BEGIN The input

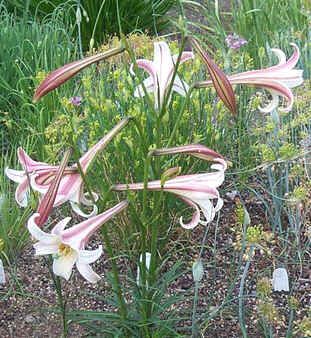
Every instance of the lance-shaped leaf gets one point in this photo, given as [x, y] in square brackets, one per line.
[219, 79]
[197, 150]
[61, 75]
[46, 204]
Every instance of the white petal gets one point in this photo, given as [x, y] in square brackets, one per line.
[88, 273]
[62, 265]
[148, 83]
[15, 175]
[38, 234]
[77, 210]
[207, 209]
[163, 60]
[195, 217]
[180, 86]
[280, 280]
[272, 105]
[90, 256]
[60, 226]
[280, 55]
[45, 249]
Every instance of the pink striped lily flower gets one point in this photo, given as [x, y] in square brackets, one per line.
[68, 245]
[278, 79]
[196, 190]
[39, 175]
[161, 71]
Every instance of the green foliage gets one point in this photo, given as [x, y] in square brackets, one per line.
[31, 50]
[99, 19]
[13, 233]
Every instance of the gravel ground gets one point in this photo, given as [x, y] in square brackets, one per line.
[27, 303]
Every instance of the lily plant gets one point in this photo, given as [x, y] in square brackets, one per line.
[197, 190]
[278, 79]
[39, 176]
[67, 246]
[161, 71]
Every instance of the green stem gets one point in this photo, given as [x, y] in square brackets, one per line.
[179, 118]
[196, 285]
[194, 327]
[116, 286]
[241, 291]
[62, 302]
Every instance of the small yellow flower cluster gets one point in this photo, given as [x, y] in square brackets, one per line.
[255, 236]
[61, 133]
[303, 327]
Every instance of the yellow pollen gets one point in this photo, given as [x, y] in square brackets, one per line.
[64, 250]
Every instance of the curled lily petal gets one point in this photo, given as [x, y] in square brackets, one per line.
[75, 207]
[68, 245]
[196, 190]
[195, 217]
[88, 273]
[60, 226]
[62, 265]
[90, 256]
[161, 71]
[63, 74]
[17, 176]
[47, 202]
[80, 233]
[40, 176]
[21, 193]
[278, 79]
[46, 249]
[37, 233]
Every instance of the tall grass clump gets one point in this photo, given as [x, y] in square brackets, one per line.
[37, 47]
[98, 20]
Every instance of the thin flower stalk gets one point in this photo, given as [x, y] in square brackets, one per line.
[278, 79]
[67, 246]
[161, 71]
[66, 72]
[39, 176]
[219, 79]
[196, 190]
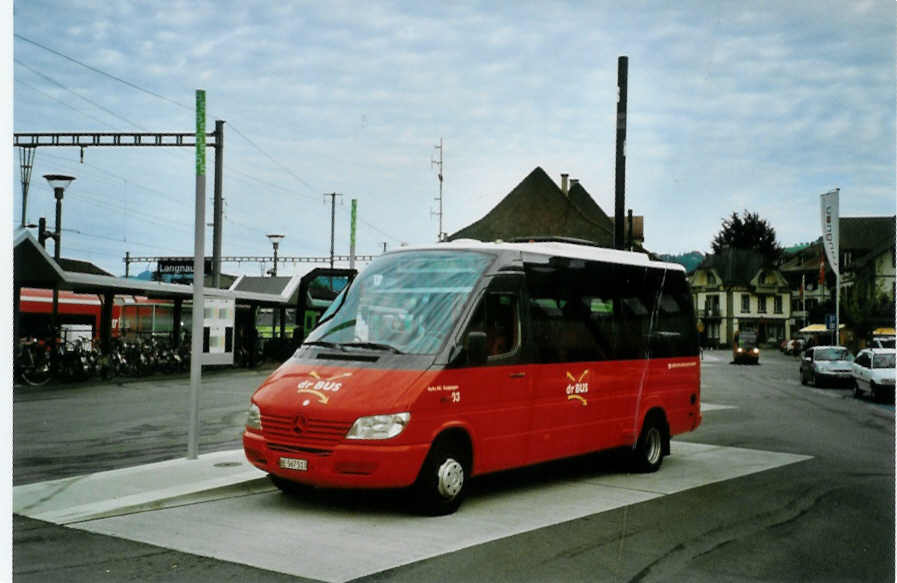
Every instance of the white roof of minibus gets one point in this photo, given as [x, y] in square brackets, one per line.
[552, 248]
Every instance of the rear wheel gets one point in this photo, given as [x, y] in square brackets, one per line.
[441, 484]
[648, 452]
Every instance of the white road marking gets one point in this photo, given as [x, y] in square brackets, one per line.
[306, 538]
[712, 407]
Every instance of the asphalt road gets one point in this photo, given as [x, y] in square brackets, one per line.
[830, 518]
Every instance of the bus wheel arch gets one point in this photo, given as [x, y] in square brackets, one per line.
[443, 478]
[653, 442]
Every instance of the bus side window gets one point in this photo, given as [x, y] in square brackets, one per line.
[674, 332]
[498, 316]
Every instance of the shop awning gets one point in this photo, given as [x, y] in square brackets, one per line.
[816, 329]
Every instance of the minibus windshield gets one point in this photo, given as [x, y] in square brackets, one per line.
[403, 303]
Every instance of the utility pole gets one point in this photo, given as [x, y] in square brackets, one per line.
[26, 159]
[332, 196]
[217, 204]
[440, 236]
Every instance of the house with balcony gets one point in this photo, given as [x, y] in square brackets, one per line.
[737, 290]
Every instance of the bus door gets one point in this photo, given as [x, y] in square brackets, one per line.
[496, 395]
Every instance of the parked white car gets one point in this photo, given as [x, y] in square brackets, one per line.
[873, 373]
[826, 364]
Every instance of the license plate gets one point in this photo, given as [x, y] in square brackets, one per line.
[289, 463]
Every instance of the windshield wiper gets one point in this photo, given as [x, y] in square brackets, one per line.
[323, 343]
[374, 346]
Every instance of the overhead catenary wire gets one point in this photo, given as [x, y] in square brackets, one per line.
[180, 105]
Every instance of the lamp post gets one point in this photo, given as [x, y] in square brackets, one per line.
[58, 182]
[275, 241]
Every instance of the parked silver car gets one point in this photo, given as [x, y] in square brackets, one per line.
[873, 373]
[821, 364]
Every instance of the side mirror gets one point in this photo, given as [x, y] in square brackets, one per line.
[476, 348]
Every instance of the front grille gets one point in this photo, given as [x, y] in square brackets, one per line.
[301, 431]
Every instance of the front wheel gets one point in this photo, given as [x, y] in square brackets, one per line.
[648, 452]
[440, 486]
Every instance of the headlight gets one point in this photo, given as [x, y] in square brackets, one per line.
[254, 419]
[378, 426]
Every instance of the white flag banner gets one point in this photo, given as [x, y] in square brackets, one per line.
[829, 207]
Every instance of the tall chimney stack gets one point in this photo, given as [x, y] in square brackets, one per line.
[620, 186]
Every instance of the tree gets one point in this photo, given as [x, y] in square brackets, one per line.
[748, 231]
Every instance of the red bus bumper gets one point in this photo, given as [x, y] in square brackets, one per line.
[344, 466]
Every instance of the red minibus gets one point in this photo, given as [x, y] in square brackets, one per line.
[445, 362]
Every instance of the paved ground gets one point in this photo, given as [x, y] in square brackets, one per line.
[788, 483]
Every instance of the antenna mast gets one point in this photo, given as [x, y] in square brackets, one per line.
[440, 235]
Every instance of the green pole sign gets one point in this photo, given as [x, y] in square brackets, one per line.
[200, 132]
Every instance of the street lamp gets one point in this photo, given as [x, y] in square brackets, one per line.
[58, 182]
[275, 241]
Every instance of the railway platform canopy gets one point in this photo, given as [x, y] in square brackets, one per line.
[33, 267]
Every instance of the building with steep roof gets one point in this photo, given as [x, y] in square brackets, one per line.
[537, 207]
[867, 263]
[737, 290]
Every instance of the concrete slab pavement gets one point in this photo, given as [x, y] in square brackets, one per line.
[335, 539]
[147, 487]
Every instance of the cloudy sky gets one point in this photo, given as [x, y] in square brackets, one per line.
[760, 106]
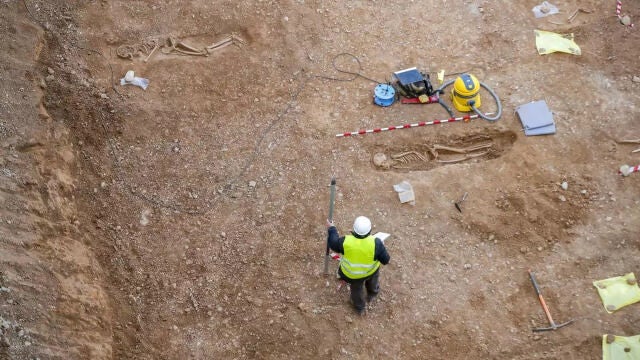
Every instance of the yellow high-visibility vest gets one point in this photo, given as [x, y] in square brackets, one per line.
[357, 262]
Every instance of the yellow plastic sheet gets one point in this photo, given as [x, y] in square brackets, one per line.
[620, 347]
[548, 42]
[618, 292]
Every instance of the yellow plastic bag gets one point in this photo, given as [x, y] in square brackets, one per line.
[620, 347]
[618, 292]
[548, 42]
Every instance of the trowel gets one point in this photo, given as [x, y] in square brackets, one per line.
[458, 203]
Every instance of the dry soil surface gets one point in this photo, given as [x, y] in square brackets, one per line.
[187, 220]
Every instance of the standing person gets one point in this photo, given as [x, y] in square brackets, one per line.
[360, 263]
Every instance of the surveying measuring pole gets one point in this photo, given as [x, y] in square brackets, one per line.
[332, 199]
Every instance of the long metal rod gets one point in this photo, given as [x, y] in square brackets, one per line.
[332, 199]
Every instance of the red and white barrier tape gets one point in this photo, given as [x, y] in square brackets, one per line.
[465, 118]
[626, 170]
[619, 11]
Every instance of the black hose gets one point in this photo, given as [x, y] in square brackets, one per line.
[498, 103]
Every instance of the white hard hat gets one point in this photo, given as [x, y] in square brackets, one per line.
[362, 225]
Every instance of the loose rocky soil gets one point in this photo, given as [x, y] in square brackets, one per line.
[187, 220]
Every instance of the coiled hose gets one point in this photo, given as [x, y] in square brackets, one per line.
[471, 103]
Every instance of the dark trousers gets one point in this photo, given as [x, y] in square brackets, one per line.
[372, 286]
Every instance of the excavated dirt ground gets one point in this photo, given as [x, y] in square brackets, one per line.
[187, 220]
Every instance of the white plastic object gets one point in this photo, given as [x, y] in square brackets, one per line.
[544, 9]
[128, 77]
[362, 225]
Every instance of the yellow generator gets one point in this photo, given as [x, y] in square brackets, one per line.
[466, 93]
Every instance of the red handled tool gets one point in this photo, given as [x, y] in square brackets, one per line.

END The input

* _What you will do_: Repeat every line above exactly, minus the pictures.

* _Answer to this exercise_:
Every instance of the lance-shaped leaf gets one point in this photo, given as [x, y] in square brackets, one per line.
[219, 79]
[197, 150]
[61, 75]
[46, 204]
Every instance of the white petal gets one point in this photo, given as [x, y] in square brackets, one per line.
[88, 273]
[62, 265]
[148, 83]
[15, 175]
[38, 234]
[77, 210]
[207, 209]
[163, 60]
[195, 217]
[180, 86]
[280, 280]
[272, 105]
[90, 256]
[60, 226]
[280, 55]
[45, 249]
Every instance of the pink striped lily flower gets one point in this photo, given as [x, y] in square brackets, one per line.
[68, 245]
[278, 79]
[196, 190]
[39, 175]
[161, 71]
Every instance of the green foliage gets one point in this photo, given as [x, y] in square brackets, one per line.
[31, 50]
[99, 19]
[13, 233]
Every instance of the gravel ground gets one point in this photo, given as [x, y] in square brackets, one per line.
[27, 303]
Every instance of the lily plant gets one point in this photo, given as [x, y] in square brackets, one per line.
[197, 190]
[278, 79]
[39, 176]
[67, 246]
[161, 71]
Every instance of the green stem gets one point in this photo, given as [x, y] in square brackets, one per line.
[179, 118]
[196, 285]
[194, 327]
[116, 286]
[241, 291]
[62, 302]
Every instance of the small yellow flower cluster gets one point in this photo, given as [x, y] in square brackets, one per line.
[255, 236]
[61, 133]
[303, 327]
Every instance of the yellow pollen gets one point in this photo, given as [x, y] in square brackets, one per line.
[64, 250]
Every instance of the curled lily petal gets one point in this photo, given as [x, y] in square brackets, one per line.
[75, 207]
[68, 245]
[196, 190]
[195, 217]
[88, 273]
[60, 226]
[62, 265]
[90, 256]
[161, 71]
[63, 74]
[17, 176]
[47, 202]
[80, 233]
[40, 176]
[21, 193]
[278, 79]
[46, 249]
[37, 233]
Every instance of the tall grass clump gets one point in this photo, given as [x, y] in square brackets, one per line.
[37, 47]
[98, 20]
Every instance of the thin flower stalk gets one point in this photo, given as [x, y] in square brackets, one per line.
[278, 79]
[67, 246]
[161, 71]
[66, 72]
[39, 176]
[219, 79]
[196, 190]
Every instance of the white roof of minibus gets one point in this photo, given as [x, y] in square brackets, one per line.
[552, 248]
Every instance of the rear wheel gets one point in this photo, given as [x, y] in square brackets, one per line.
[441, 484]
[648, 452]
Every instance of the white road marking gets one point in this photo, given as [x, y] in square brackets, one per line.
[306, 538]
[712, 407]
Every instance of the asphalt road gets one point in this photo, given as [x, y] in square brackets, one per line.
[830, 518]
Every instance of the bus wheel arch gets one point in this photo, given as [x, y] in square brackets, one per line.
[443, 478]
[653, 442]
Every instance of the bus side window gets one point in this photo, given as [x, y] in square brackets, one per line.
[674, 332]
[498, 316]
Every instance of the shop awning gets one point in this photo, given as [x, y] in square brackets, one per line.
[816, 329]
Every instance of the minibus windshield gets one point in this photo, given as [x, y] in square brackets, one per line.
[403, 303]
Every instance of the utility pole gets one point in this photo, given as [x, y] in square brackets, one per line.
[26, 159]
[332, 196]
[217, 204]
[440, 236]
Every instance of the house with balcony gets one point in this photo, given as [x, y] in square brackets, one per line.
[737, 290]
Every instance of the bus door gets one point in this photo, given as [x, y] in square brackets, one per line.
[496, 395]
Every instance of the parked white car gets one point in this photo, given as [x, y] in square brackets, one per line.
[873, 373]
[826, 364]
Every instance of the license plate gets one point in this photo, given as [x, y] in square brackets, one per line.
[289, 463]
Every instance of the windshield wiper gets one point in this photo, given as [x, y] in square brackets, one per line.
[323, 343]
[374, 346]
Every instance of the overhead catenary wire gets one point in this photo, given as [x, y] in square brackets, one per line.
[180, 105]
Every instance of the lamp post gets one point in this photo, given as [x, y] in square brackets, one per line.
[58, 182]
[275, 241]
Every instance of the parked silver car gets one point in this photo, given as [x, y] in square brackets, one per line.
[873, 373]
[821, 364]
Every instance of the side mirror gets one point in this photo, given as [x, y] in square brackets, one per line.
[476, 348]
Every instance of the front grille gets one point in this photo, given as [x, y] in square brackets, one per line.
[301, 431]
Every instance of the front wheel gets one point in this photo, given as [x, y] in square brackets, one per line.
[648, 452]
[440, 486]
Every instance of the headlight gets one point in this photo, given as [x, y] in square brackets, one per line.
[254, 419]
[378, 426]
Every instance of the white flag banner gets one point in this photo, given as [x, y] in square brackets, one per line.
[829, 207]
Every instance of the tall chimney stack gets one point in this photo, given as [x, y] in square brackets, one per line.
[620, 186]
Every instance of the tree gets one point in this photo, given as [x, y] in square brackets, one per line.
[748, 231]
Every instance of the red bus bumper gets one point in this photo, given as [x, y] in square brackets, one per line.
[344, 466]
Every instance of the red minibus gets one point in this photo, given as [x, y] in square brackets, one per line.
[445, 362]
Every instance of the paved ground gets one point in this photo, given as [x, y] in square brackets, one per line.
[788, 483]
Every instance of the antenna mast gets one point in this photo, given as [x, y] in square brackets, one per line.
[440, 235]
Every instance of the green pole sign gets one point in this photo, given as [x, y] in square brackets, one per line.
[200, 132]
Every instance of the street lamp gets one point in this photo, given as [x, y] in square brackets, one per line.
[58, 182]
[275, 241]
Every instance of the railway platform canopy gets one point in this photo, given as [x, y] in square brackets, one per line.
[33, 267]
Every instance of the building with steep roof gets one point in this photo, given as [x, y] in square brackets, one per line.
[537, 207]
[867, 263]
[737, 290]
Every instance of the concrete slab pavement gets one point in this photo, given as [x, y] in square brackets, one per line.
[335, 539]
[147, 487]
Every instance of the cloudy sky gets one point in this photo, given as [x, y] in square brackets, one per line.
[760, 106]
Every instance of the yellow high-visibility vest gets one point in this photo, given as [x, y] in square brackets, one per line.
[357, 262]
Every instance of the yellow plastic sheet gets one point in this photo, given as [x, y] in square brackets, one per line.
[620, 347]
[548, 42]
[618, 292]
Every instance of the yellow plastic bag gets one point in this photo, given as [x, y] in square brackets, one per line.
[620, 347]
[618, 292]
[548, 42]
Every instance of the trowel gets one point in this photo, given as [x, y] in square brackets, one per line.
[458, 203]
Every instance of the dry soil surface gets one point in this photo, given as [x, y] in square brackets, one per line.
[187, 220]
Every instance of the standing person gets one point in this photo, given as [x, y] in square brackets, one per line.
[360, 263]
Every instance of the surveying measuring pole gets one point in this photo, given as [x, y] in square brackets, one per line.
[332, 199]
Every instance of the long metal rod gets one point in this photo, given as [x, y] in square brackets, one per line.
[332, 199]
Every instance of the red and white barrier tape gets one point in this photo, given as [x, y] in square brackets, one per line.
[465, 118]
[626, 170]
[619, 11]
Every instance of the black hose gets one point in this photo, given as [x, y] in square brackets, one per line.
[498, 103]
Every instance of the white hard hat gets one point in this photo, given as [x, y] in square brackets, one per line.
[362, 225]
Every instance of the loose rocky soil gets one point in this photo, given as [x, y] in square brackets, one per line.
[187, 220]
Every instance of the coiled hose gets one point in this photo, given as [x, y] in square brackets, one per line.
[471, 103]
Every instance of the dark trousers gets one point in this photo, given as [x, y] in square brackets, one per line.
[372, 286]
Every instance of the excavated dirt ground gets one point in this photo, given as [x, y] in square brackets, one per line.
[187, 220]
Every instance of the white plastic object gets one point in this photo, given as [x, y] in square brackets, one per line.
[544, 9]
[128, 77]
[362, 225]
Every instance of the yellow generator gets one point in this photo, given as [x, y] in square brackets, one per line.
[466, 93]
Every instance of the red handled tool gets one point in this photo, given as [x, y] in square brackets, one per line.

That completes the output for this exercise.